▸ **WORK REQUEST**
Precise copying is required. Return the data below in full.

▸ **DATA TO USE**
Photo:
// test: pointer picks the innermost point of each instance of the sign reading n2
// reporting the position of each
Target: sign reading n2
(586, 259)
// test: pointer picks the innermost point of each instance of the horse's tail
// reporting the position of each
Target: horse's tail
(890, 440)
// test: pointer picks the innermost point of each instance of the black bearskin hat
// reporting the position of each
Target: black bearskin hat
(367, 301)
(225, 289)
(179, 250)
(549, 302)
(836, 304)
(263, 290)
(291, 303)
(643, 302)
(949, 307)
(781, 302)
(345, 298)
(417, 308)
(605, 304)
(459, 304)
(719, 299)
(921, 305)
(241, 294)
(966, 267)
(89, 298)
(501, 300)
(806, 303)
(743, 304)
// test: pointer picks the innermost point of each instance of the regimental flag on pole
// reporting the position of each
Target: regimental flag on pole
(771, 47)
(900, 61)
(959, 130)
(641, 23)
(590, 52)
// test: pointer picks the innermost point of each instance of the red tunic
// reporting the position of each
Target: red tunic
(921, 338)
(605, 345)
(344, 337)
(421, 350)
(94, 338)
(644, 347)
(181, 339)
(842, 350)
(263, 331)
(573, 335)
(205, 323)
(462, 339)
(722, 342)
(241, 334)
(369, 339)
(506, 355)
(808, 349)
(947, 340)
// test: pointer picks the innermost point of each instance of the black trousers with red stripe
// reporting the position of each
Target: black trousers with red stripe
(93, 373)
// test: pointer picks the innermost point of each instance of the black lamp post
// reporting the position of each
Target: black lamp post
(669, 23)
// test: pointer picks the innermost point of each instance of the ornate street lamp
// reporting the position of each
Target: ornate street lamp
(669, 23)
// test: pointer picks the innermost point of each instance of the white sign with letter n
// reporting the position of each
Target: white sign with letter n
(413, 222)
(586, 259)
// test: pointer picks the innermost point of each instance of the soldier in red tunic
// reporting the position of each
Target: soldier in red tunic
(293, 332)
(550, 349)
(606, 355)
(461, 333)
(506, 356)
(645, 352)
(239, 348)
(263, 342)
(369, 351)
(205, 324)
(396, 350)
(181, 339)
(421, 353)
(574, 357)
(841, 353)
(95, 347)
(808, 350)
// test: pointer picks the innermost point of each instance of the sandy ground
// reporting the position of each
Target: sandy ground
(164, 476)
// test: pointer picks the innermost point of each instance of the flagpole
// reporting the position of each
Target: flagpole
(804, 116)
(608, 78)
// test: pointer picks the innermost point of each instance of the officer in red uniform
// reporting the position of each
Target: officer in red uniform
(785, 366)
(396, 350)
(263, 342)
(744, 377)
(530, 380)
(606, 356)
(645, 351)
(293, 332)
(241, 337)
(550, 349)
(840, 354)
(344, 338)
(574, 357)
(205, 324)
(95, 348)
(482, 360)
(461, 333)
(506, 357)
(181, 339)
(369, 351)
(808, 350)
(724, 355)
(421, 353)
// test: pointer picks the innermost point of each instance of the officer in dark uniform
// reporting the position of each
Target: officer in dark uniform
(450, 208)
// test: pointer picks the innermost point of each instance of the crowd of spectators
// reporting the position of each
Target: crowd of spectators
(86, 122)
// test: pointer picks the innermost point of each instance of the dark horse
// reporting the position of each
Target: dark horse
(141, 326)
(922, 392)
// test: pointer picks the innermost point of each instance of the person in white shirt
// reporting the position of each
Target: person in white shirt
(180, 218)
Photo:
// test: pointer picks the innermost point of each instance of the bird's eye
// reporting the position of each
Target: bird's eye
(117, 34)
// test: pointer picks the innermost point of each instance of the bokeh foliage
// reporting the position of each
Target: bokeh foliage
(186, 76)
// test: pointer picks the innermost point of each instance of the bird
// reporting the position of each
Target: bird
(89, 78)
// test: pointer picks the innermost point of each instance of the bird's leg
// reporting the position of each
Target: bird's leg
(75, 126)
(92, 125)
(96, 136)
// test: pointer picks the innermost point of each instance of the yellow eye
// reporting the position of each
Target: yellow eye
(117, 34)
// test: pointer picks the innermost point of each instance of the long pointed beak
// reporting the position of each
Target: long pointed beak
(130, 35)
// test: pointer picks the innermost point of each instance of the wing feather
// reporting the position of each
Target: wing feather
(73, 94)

▸ **ANSWER FOR THIS EXERCISE**
Photo:
// test: pointer picks the innermost point of each instance of the sign reading n2
// reporting the position of each
Target: sign reading n2
(586, 259)
// test: pointer picks the innermost point of each instance of the horse's tail
// reporting the position of each
Target: horse's tail
(890, 440)
// test: pointer picks the innermost point of each instance of the black bearskin hat
// reporting the position of each
Target: black bearskin hat
(367, 301)
(225, 289)
(179, 250)
(549, 302)
(836, 304)
(263, 290)
(291, 303)
(643, 302)
(949, 307)
(781, 302)
(345, 298)
(417, 308)
(605, 304)
(459, 304)
(719, 299)
(921, 305)
(241, 294)
(966, 267)
(89, 298)
(501, 300)
(806, 303)
(743, 304)
// test: pointer picks the innermost point of each instance of the regimental flag on pole
// reporting the position of each
Target: regimental flag on pole
(771, 47)
(900, 61)
(959, 130)
(641, 23)
(590, 52)
// test: pointer picks the innermost point of each instance of the red tunic
// reporting the position of each
Target: red tunic
(921, 338)
(605, 345)
(344, 337)
(421, 350)
(94, 338)
(644, 347)
(181, 339)
(842, 350)
(263, 331)
(573, 335)
(205, 323)
(462, 339)
(722, 342)
(241, 334)
(369, 339)
(506, 355)
(808, 349)
(947, 340)
// test: pointer picks the innermost point of each instance of the black trousers with red stripe
// reporting the position of each
Target: black trousers with red stripe
(93, 373)
// test: pointer picks the innermost point of each instance of the black lamp post
// reporting the position of each
Target: black lamp post
(669, 23)
// test: pointer picks the innermost point of each instance of the ornate street lamp
// reporting the position of each
Target: ornate street lamp
(669, 23)
// test: pointer picks the innermost point of each instance of the white sign with letter n
// reporting the position of each
Target: white sign with letter n
(413, 222)
(586, 259)
// test: pointer picks the innermost point of each instance of the soldier in red tunic
// reporting the position of each
Target: soldier in red tunic
(293, 332)
(550, 349)
(606, 355)
(461, 333)
(506, 356)
(645, 352)
(239, 348)
(263, 342)
(369, 351)
(205, 324)
(396, 350)
(181, 339)
(421, 353)
(574, 357)
(841, 353)
(95, 347)
(808, 350)
// test: pointer picks the innermost point of each instance of the sandy ground
// reporting the position of each
Target: sandy ground
(164, 476)
// test: pointer picks the innermost point of each instance of the flagpole
// reporting the position of each
Target: flagpole
(804, 116)
(608, 78)
// test: pointer picks the innermost point of each instance of the officer in red uniform
// reporting the position of each
Target: officer in red uniform
(785, 366)
(396, 350)
(263, 342)
(744, 377)
(530, 380)
(606, 356)
(645, 351)
(293, 332)
(241, 337)
(550, 349)
(840, 354)
(344, 338)
(574, 357)
(205, 324)
(95, 348)
(482, 360)
(461, 333)
(506, 357)
(181, 339)
(369, 351)
(808, 350)
(724, 355)
(421, 353)
// test: pointer picks the innermost point of each instance of the officer in dark uniform
// reporting the position of each
Target: officer in dark uniform
(450, 208)
// test: pointer picks the innermost point of each instance of the crowd of spectators
// reporting the position of each
Target: crowd of spectators
(86, 122)
// test: pointer picks the innermost point of each instance of the dark horse
// reporting the position of each
Target: dark horse
(141, 326)
(922, 392)
// test: pointer picks the innermost point of each instance of the person in white shirt
// reporting the position of each
Target: person in white shirt
(180, 218)
Photo:
// test: pointer picks the innermost point of each instance of the bird's eye
// reporting the position of each
Target: bird's eye
(117, 34)
// test: pointer picks the innermost point of each instance of the bokeh foliage
// reporting the position of each
Target: bokeh foliage
(186, 76)
// test: pointer picks the innermost point of each instance of the bird
// reporting the position of each
Target: bird
(89, 78)
// test: pointer picks the innermost point of each instance of the bird's leg
// reporting the position of each
Target: bird's leg
(75, 126)
(92, 125)
(96, 136)
// test: pointer picks the innermost point of each instance of the yellow eye
// reporting the position of each
Target: yellow eye
(117, 34)
// test: pointer picks the innermost point of each instance of the long pointed beak
// reporting the position of each
Target: long pointed beak
(130, 35)
// test: pointer picks the innermost point of each instance of the wing feather
// reporting the position of each
Target: wing feather
(73, 94)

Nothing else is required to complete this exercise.